__Given information__
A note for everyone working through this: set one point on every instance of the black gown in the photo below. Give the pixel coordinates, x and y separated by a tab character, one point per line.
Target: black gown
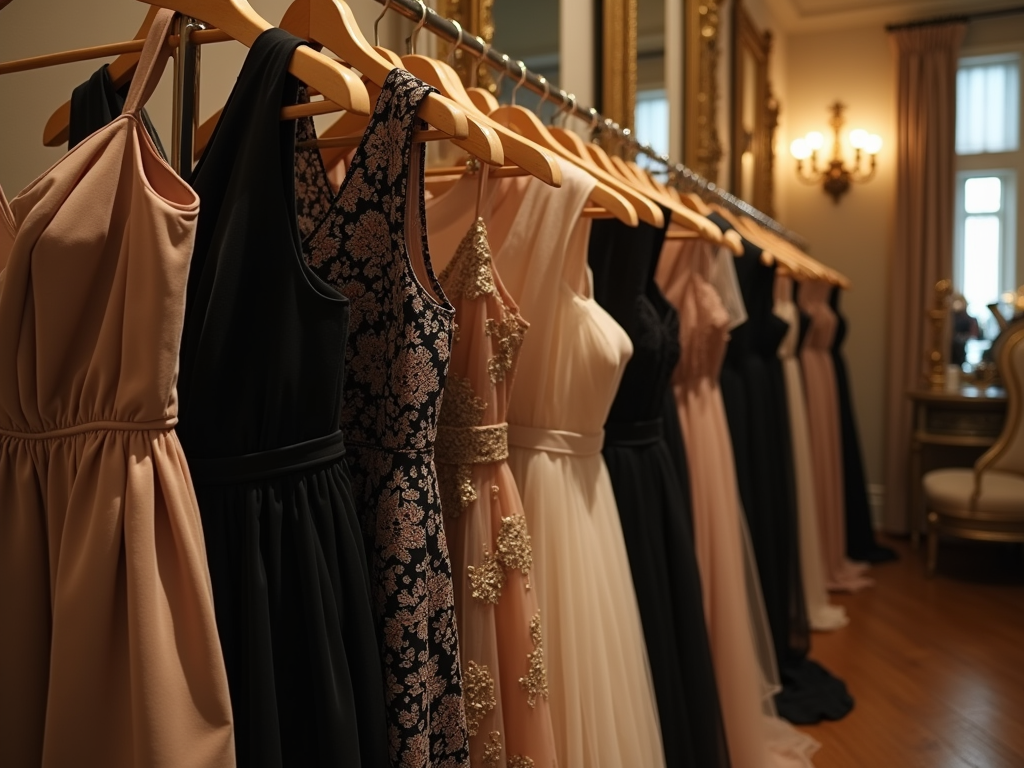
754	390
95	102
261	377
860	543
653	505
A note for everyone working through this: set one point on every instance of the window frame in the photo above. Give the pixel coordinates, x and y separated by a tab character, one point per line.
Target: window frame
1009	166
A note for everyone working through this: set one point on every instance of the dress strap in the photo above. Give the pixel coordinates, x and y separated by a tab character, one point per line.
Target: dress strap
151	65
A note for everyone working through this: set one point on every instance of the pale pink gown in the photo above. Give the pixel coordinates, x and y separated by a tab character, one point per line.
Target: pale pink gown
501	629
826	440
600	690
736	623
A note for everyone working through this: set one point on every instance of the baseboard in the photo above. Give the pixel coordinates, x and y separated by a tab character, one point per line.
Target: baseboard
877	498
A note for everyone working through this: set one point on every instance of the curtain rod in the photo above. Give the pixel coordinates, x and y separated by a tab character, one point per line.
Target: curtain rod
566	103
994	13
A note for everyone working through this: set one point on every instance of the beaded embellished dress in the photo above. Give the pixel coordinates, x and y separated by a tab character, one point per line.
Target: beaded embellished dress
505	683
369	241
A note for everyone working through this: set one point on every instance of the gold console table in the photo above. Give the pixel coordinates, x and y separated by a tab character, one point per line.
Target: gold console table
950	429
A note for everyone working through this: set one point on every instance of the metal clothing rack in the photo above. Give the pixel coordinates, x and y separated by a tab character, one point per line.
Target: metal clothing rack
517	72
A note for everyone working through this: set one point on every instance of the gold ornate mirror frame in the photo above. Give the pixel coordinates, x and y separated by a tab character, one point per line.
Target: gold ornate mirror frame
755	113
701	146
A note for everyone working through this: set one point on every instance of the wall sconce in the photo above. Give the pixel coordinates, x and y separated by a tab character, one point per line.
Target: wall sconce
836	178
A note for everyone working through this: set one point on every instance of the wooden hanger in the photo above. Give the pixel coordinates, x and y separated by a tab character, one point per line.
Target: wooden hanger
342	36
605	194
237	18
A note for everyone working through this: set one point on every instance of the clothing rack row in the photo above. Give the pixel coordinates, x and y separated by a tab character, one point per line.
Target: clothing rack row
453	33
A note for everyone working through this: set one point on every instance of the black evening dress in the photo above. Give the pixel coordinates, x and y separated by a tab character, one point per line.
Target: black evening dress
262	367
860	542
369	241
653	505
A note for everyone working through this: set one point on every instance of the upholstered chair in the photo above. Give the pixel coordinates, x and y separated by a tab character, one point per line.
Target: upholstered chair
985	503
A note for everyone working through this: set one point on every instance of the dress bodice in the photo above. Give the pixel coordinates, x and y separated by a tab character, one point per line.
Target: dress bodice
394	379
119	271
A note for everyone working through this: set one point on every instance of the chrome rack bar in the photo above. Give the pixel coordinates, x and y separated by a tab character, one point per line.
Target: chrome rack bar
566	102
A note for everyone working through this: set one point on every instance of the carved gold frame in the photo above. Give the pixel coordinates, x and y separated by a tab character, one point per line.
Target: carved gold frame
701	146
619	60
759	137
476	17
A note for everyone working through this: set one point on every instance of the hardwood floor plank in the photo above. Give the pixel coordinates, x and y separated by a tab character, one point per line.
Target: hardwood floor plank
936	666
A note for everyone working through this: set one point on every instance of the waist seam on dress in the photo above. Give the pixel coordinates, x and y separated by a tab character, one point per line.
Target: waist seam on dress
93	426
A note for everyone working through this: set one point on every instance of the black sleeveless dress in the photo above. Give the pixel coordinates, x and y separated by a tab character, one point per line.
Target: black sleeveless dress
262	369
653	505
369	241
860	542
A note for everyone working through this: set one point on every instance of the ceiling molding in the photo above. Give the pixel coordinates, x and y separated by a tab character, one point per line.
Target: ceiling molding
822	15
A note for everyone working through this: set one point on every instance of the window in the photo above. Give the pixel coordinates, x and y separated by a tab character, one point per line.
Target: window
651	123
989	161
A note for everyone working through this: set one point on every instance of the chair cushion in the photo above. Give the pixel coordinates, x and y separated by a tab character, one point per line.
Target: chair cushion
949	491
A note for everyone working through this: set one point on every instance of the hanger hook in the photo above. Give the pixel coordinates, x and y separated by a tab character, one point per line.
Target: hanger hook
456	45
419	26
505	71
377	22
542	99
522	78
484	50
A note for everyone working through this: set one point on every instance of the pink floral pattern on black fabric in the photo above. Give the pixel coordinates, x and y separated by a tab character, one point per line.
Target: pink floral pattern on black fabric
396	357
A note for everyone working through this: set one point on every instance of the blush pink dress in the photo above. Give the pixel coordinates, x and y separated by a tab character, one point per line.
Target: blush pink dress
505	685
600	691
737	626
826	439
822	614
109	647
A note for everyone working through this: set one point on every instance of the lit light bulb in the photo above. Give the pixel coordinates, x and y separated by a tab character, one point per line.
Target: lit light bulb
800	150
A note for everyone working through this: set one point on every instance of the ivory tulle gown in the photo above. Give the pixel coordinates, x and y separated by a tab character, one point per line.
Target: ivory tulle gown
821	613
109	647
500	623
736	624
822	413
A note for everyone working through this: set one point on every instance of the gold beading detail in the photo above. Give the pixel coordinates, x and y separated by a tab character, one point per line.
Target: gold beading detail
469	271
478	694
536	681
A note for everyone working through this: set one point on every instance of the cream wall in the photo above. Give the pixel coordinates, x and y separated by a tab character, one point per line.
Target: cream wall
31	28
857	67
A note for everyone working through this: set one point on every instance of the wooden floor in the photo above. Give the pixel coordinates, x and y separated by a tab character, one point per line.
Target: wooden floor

__Your goal__
Give back, unchanged, the run of lines in the listing above that begins at the line containing "of the curtain" and ends at the line containing "of the clothing", both included.

__Reply__
A note for everyone working through this: set one point on every instance of the curtain rod in the photo above. Give the pixel coordinates, x and y separated by a tab character, one point per line.
Target: curtain rod
566	103
994	13
A note for everyone working through this: set one point on every instance of the beaded embellished dress in the photo above. Give the pixel coordinates, x and y separated by a tab character, one point per line.
Target: beaded embellished dress
505	683
369	241
A note for everyone working through this: set one point on every instance of the gold console table in the photo above. Give the pixel coordinates, x and y separated by a tab character, one point per line.
Target: gold console table
950	429
A note for everyone working through this: set one point on every instance of the metal clothing rack in the photo above. Give the pixel coordinates, x and y separated by a tab character, one point per line.
Target: metal clothing rack
517	72
A note for everyone working through this: set one point on every instance of the gold ornate mirror frame in the photo above. Give the pixel coordinates, x and y separated by a tab character, one point per line.
Target: gold ornate mirror frame
755	113
701	146
A note for everyone working through this: set one point on every instance of the wall sconce in the photo above. Give the pixel coordinates, x and y separated by a tab character, one point per line.
Target: wall sconce
836	178
A note for everyone working through this: set one point on every instance of the wooden hanger in the photo above. Give the pixel coordinates, x and y separated by a tab character, one point per line.
Target: wooden hanger
342	36
605	194
237	18
A note for everyone working through this: set one point on every instance of the clothing rack row in the photo above. Give the pixel coordinates, x and y separated by a tab character, one point per line.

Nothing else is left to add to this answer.